◆ EXERCISE
Could you write out the lines from the start of the source data through the line with "pixel 719 260", that line included, as a numbered list with blank lines dropped and the pictures left out?

◆ Source data
------------------------------------------------------------

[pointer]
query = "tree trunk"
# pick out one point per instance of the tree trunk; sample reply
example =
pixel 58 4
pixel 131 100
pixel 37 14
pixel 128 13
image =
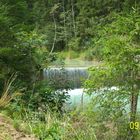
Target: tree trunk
pixel 133 113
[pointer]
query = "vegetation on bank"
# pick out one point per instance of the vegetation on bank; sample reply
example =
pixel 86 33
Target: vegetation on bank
pixel 36 33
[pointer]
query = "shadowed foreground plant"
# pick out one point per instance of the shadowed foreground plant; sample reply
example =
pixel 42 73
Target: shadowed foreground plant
pixel 7 94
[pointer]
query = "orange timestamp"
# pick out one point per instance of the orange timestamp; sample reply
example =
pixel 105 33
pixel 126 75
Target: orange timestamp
pixel 134 125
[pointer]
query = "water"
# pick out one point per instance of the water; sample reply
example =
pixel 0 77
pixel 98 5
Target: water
pixel 71 75
pixel 76 75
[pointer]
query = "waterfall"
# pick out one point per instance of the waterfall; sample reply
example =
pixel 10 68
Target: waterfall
pixel 74 76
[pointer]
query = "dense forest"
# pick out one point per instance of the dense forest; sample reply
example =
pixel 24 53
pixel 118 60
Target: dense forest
pixel 36 35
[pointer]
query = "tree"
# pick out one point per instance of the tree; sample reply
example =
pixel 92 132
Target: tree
pixel 121 63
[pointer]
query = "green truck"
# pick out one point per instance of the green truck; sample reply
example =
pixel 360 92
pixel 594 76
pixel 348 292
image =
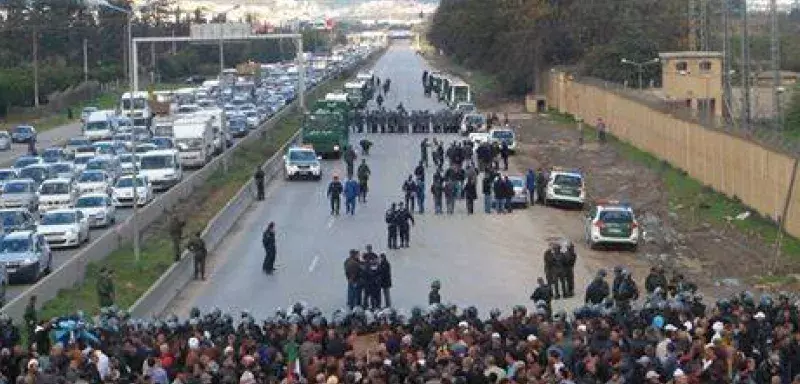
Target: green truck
pixel 326 131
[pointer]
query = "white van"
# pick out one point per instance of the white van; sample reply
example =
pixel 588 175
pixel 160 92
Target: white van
pixel 194 138
pixel 99 126
pixel 162 167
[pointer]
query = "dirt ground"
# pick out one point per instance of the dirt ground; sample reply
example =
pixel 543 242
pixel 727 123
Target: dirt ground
pixel 719 260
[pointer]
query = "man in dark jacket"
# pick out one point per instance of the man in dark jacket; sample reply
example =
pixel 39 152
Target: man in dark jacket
pixel 352 270
pixel 386 279
pixel 270 252
pixel 335 189
pixel 470 194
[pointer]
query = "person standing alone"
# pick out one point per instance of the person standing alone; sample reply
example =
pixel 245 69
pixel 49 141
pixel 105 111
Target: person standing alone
pixel 268 241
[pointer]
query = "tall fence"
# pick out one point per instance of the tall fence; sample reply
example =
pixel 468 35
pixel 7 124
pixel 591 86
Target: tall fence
pixel 735 166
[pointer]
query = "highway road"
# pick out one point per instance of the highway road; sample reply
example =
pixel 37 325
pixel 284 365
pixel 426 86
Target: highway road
pixel 483 260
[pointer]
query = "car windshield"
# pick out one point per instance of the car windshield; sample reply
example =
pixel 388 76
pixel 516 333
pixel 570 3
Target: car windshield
pixel 35 173
pixel 475 119
pixel 16 187
pixel 25 161
pixel 58 218
pixel 616 216
pixel 568 181
pixel 7 175
pixel 91 177
pixel 157 162
pixel 90 201
pixel 302 156
pixel 127 182
pixel 503 135
pixel 96 125
pixel 97 164
pixel 62 168
pixel 15 245
pixel 54 189
pixel 74 142
pixel 11 218
pixel 82 159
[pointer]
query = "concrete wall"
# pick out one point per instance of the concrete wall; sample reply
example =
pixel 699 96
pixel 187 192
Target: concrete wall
pixel 732 165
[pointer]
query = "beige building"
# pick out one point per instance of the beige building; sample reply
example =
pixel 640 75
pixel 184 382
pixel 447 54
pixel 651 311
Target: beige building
pixel 693 79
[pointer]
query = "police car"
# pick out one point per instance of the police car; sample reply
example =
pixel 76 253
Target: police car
pixel 611 222
pixel 565 186
pixel 301 162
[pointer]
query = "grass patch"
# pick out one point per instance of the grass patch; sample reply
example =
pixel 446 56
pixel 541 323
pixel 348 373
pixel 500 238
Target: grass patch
pixel 132 280
pixel 694 202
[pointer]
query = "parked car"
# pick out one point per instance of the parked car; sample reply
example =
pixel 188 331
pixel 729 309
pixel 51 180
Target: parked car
pixel 5 140
pixel 64 228
pixel 16 219
pixel 57 194
pixel 20 193
pixel 93 181
pixel 98 209
pixel 23 134
pixel 26 256
pixel 122 192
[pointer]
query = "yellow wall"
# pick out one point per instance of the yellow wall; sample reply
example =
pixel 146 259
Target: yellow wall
pixel 734 166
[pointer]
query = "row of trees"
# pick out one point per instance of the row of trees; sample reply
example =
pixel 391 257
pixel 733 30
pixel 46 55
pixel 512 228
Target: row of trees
pixel 517 38
pixel 53 31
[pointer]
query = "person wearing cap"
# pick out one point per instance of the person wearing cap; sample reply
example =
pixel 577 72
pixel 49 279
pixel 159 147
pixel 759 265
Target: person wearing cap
pixel 335 189
pixel 270 250
pixel 543 293
pixel 598 290
pixel 198 248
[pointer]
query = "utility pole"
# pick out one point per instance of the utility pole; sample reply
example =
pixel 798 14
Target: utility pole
pixel 35 67
pixel 745 66
pixel 85 60
pixel 776 64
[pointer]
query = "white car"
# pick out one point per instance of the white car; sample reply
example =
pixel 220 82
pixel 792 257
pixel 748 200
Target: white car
pixel 98 209
pixel 56 194
pixel 64 228
pixel 565 186
pixel 93 182
pixel 301 162
pixel 122 192
pixel 81 159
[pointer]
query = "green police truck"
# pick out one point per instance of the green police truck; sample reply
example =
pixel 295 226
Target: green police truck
pixel 326 131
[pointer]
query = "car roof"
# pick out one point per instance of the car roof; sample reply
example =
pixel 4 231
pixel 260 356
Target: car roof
pixel 16 235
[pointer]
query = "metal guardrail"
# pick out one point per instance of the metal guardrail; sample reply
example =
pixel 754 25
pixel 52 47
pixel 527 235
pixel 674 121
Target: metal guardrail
pixel 155 301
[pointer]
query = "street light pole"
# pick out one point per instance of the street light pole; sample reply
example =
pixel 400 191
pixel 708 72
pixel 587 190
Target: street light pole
pixel 640 68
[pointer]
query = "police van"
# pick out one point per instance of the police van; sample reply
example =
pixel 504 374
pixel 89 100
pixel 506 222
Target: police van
pixel 565 186
pixel 610 222
pixel 300 162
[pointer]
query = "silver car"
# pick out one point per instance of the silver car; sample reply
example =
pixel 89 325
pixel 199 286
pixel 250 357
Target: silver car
pixel 20 193
pixel 26 256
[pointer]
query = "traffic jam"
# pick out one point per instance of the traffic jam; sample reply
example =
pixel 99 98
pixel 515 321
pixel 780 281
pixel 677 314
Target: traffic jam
pixel 55 197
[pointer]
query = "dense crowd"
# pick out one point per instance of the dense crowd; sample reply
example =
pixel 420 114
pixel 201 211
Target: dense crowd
pixel 666 340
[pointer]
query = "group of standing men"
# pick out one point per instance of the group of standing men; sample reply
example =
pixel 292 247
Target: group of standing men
pixel 369 279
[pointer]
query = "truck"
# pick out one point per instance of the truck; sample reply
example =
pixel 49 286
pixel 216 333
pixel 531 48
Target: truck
pixel 194 138
pixel 135 106
pixel 326 132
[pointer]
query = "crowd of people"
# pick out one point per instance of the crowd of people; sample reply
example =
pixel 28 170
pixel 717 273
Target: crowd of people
pixel 664 339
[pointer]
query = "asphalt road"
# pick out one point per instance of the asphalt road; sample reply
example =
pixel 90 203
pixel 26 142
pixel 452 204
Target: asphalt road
pixel 484 260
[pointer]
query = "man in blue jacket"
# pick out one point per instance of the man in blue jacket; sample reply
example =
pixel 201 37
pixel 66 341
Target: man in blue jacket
pixel 530 185
pixel 351 191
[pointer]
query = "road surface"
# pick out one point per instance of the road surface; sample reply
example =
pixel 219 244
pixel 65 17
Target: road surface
pixel 484 260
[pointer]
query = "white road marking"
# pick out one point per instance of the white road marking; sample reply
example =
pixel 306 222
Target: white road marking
pixel 313 264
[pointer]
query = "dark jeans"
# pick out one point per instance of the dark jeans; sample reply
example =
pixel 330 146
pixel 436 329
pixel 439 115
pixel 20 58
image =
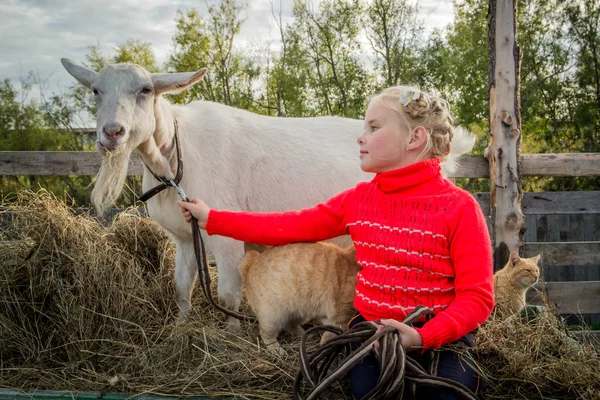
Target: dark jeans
pixel 364 376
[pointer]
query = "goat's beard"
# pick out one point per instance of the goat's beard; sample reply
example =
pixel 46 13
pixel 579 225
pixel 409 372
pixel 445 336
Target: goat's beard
pixel 110 179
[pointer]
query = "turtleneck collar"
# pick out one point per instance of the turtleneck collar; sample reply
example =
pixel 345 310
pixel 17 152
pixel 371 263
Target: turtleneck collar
pixel 409 177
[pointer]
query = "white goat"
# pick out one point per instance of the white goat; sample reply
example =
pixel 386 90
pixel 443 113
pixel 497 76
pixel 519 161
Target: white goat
pixel 233 160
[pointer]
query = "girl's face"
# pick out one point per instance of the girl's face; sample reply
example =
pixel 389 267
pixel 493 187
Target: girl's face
pixel 383 143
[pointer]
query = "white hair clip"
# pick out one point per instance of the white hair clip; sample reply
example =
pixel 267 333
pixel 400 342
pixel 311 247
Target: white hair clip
pixel 407 97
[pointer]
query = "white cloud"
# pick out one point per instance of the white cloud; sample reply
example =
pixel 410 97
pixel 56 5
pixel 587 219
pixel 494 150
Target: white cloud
pixel 35 34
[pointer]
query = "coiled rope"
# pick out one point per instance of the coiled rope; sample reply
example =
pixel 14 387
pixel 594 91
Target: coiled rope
pixel 331 361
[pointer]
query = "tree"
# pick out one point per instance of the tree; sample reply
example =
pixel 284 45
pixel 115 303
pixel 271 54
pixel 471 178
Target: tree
pixel 25 126
pixel 394 33
pixel 200 43
pixel 136 52
pixel 339 82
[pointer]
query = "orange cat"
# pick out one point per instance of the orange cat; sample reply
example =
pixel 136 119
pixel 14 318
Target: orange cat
pixel 512 282
pixel 290 285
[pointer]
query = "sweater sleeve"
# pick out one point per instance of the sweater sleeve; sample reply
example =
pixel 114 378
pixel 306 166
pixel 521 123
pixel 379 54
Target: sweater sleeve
pixel 321 222
pixel 471 254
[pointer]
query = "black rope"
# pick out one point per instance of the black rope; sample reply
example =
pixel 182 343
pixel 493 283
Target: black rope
pixel 332 360
pixel 199 250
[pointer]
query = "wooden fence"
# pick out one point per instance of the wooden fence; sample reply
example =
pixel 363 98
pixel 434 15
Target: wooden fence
pixel 563 226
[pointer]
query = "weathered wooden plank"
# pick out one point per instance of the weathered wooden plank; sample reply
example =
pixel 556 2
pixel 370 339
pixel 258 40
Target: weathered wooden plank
pixel 57 163
pixel 564 164
pixel 550 203
pixel 569 297
pixel 88 162
pixel 565 253
pixel 530 229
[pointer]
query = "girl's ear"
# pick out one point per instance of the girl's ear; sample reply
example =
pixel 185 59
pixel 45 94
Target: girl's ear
pixel 417 139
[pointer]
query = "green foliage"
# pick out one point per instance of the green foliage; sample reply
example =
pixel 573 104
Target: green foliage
pixel 25 126
pixel 395 33
pixel 338 83
pixel 200 43
pixel 323 68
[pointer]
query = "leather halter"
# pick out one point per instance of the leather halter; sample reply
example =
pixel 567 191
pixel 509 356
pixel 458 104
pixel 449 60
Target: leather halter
pixel 164 182
pixel 199 249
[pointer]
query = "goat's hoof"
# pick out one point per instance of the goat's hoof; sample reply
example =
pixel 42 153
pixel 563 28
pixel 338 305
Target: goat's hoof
pixel 233 325
pixel 277 350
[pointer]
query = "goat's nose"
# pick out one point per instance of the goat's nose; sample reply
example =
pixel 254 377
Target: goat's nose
pixel 113 129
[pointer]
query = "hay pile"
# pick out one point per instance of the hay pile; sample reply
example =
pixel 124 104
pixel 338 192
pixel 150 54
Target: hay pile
pixel 85 307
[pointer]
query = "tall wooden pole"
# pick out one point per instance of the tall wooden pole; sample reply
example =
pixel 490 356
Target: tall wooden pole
pixel 503 152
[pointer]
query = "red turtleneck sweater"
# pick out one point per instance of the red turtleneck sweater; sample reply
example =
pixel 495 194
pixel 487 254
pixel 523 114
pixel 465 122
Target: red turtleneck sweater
pixel 420 240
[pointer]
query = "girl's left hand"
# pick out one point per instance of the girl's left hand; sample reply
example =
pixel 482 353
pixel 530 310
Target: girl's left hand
pixel 411 339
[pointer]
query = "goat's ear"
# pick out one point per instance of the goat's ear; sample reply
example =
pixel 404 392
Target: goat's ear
pixel 84 75
pixel 176 82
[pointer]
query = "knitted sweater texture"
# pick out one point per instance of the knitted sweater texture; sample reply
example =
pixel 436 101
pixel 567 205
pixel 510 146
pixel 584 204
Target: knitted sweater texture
pixel 419 239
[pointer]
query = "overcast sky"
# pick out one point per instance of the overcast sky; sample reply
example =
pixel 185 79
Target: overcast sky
pixel 35 34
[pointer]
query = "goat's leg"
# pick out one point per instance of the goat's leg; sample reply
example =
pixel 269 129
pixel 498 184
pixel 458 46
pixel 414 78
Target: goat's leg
pixel 185 276
pixel 228 254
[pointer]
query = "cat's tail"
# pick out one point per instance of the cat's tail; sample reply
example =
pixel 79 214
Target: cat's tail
pixel 252 254
pixel 462 143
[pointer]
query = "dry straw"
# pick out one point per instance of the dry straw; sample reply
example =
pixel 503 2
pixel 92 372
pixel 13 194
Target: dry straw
pixel 88 307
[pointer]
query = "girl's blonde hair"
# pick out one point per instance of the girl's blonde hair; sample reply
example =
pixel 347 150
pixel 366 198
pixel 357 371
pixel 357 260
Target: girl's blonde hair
pixel 426 110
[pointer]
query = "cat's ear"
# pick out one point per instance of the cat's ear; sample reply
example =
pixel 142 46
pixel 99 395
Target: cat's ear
pixel 514 258
pixel 255 247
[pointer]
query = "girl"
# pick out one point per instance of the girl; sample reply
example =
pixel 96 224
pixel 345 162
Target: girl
pixel 419 239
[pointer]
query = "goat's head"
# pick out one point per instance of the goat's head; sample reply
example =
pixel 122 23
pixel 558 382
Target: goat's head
pixel 126 96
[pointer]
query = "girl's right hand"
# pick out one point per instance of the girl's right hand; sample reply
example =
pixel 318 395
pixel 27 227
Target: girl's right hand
pixel 196 208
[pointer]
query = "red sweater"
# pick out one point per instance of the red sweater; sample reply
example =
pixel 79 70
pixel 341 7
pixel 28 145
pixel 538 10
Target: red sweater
pixel 420 240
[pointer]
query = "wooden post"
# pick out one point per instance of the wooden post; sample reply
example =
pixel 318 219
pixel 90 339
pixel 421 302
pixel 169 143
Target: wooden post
pixel 503 152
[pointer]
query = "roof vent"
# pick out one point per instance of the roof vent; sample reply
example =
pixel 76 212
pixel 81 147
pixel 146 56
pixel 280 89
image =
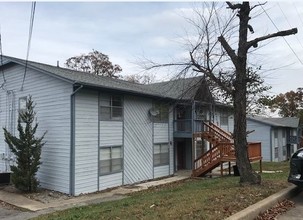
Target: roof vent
pixel 154 112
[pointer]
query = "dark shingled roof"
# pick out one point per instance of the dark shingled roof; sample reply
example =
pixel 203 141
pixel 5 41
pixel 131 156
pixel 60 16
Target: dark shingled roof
pixel 290 122
pixel 177 89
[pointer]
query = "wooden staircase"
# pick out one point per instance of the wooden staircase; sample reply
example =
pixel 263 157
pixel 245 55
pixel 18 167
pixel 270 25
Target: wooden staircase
pixel 222 150
pixel 221 146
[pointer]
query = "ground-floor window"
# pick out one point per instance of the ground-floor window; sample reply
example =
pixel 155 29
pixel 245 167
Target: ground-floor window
pixel 161 154
pixel 276 152
pixel 111 160
pixel 284 150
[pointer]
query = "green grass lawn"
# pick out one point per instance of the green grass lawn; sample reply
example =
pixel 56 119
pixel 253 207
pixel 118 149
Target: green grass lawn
pixel 208 198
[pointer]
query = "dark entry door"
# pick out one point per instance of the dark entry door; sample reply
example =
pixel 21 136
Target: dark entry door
pixel 181 162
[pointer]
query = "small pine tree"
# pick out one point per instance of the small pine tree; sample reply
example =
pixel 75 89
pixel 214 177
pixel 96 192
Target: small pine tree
pixel 27 149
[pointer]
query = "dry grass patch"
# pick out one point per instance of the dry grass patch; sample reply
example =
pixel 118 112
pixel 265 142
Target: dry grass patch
pixel 209 198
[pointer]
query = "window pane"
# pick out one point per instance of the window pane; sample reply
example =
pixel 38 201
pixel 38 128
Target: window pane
pixel 164 148
pixel 164 158
pixel 105 166
pixel 116 164
pixel 163 112
pixel 157 149
pixel 117 101
pixel 105 113
pixel 116 152
pixel 105 100
pixel 105 154
pixel 157 160
pixel 276 152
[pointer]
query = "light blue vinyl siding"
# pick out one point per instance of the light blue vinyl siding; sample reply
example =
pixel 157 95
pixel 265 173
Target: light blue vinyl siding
pixel 52 98
pixel 138 149
pixel 261 134
pixel 171 139
pixel 86 141
pixel 111 133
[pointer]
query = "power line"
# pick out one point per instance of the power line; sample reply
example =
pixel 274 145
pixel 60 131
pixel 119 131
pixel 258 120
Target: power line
pixel 29 39
pixel 282 36
pixel 289 23
pixel 1 59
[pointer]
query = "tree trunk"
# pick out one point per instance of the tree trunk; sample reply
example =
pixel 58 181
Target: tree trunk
pixel 247 175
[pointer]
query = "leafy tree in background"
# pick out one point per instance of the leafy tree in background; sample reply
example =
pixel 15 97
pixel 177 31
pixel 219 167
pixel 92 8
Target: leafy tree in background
pixel 222 58
pixel 27 149
pixel 289 104
pixel 142 79
pixel 94 62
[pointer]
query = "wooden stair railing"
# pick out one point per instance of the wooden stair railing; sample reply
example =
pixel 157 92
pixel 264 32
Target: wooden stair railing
pixel 216 131
pixel 212 158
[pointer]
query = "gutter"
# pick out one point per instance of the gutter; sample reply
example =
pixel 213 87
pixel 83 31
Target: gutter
pixel 72 141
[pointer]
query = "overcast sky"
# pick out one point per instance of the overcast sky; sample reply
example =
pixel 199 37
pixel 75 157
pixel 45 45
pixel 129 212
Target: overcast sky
pixel 129 31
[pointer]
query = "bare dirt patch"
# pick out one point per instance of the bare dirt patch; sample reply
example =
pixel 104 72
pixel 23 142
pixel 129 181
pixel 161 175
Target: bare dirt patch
pixel 42 195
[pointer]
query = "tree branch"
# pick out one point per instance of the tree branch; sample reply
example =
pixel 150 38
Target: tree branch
pixel 233 6
pixel 209 74
pixel 231 53
pixel 277 34
pixel 257 5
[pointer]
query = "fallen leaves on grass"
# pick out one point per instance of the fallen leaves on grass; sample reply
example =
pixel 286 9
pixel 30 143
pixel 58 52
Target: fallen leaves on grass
pixel 278 209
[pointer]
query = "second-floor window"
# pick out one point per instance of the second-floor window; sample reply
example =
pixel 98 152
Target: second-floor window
pixel 111 107
pixel 162 109
pixel 224 118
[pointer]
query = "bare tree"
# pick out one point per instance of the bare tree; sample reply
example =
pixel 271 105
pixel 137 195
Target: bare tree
pixel 142 79
pixel 213 56
pixel 94 62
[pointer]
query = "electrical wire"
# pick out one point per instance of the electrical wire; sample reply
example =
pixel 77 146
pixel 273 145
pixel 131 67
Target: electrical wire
pixel 282 36
pixel 1 60
pixel 289 23
pixel 29 40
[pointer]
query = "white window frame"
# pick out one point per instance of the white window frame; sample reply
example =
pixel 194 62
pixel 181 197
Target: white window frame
pixel 111 107
pixel 161 158
pixel 111 167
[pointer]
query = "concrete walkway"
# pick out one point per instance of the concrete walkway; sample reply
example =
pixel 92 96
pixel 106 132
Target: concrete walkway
pixel 38 208
pixel 118 193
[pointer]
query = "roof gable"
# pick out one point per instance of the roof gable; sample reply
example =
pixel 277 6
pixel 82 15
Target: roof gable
pixel 290 122
pixel 183 88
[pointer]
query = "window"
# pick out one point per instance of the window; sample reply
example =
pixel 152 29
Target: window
pixel 284 150
pixel 275 138
pixel 161 154
pixel 111 160
pixel 199 148
pixel 22 104
pixel 276 152
pixel 224 118
pixel 163 112
pixel 111 107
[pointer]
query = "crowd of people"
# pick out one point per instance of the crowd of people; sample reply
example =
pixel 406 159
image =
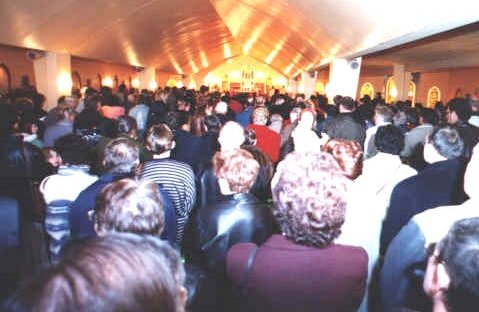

------------------------------------------------------------

◆ REPLY TO THE TASK
1. [pointer]
2. query = "tree trunk"
3. # pick out one point per instance of the tree trunk; sample reply
4. example =
5. pixel 58 4
6. pixel 131 100
7. pixel 37 14
8. pixel 128 13
9. image =
10. Target: tree trunk
11. pixel 133 113
12. [pointer]
13. query = "vegetation on bank"
14. # pick out one point per instance of the vegetation on bank; sample reply
15. example =
16. pixel 86 33
17. Target: vegetation on bank
18. pixel 36 33
19. [pointer]
20. query = "shadowed foreground plant"
21. # pick out one point per instance of the shadowed foreground plant; sample reply
22. example =
23. pixel 42 73
24. Target: shadowed foreground plant
25. pixel 7 94
26. [pointer]
27. query = "orange timestamp"
28. # pick out one point per instance of the orange timestamp; sample reply
29. example =
30. pixel 105 33
31. pixel 126 75
32. Target: orange timestamp
33. pixel 134 125
34. [pointer]
35. query = "water"
36. # pick out one point per instance of the water; sample reply
37. example =
38. pixel 0 77
39. pixel 98 5
40. Target: water
41. pixel 71 75
42. pixel 76 75
43. [pointer]
44. query = "waterfall"
45. # pick out one point per instance of the waterfall; sample reply
46. example =
47. pixel 10 68
48. Target: waterfall
49. pixel 74 76
50. [pointer]
51. query = "dense forest"
52. # pick out one point per instance of the dense forest; sample reply
53. example =
54. pixel 24 53
55. pixel 118 60
56. Target: dense forest
57. pixel 36 35
58. [pointer]
59. query = "tree"
60. # pick out one point per instance of the tree; sample reply
61. example =
62. pixel 92 132
63. Target: tree
64. pixel 121 63
65. [pointer]
66. query = "green truck"
67. # pick out one point per instance of the green truck; sample reply
68. example =
69. pixel 360 92
70. pixel 594 76
71. pixel 348 292
72. image =
73. Target: green truck
74. pixel 326 131
75. [pointer]
76. query = "white van"
77. # pick out one point per instance of the white van; sample reply
78. example =
79. pixel 588 175
80. pixel 160 92
81. Target: white van
82. pixel 194 138
83. pixel 99 126
84. pixel 162 167
85. [pointer]
86. query = "dirt ground"
87. # pick out one point per instance of the dirt ground; sample reply
88. example =
89. pixel 543 242
90. pixel 727 123
91. Target: dirt ground
92. pixel 719 260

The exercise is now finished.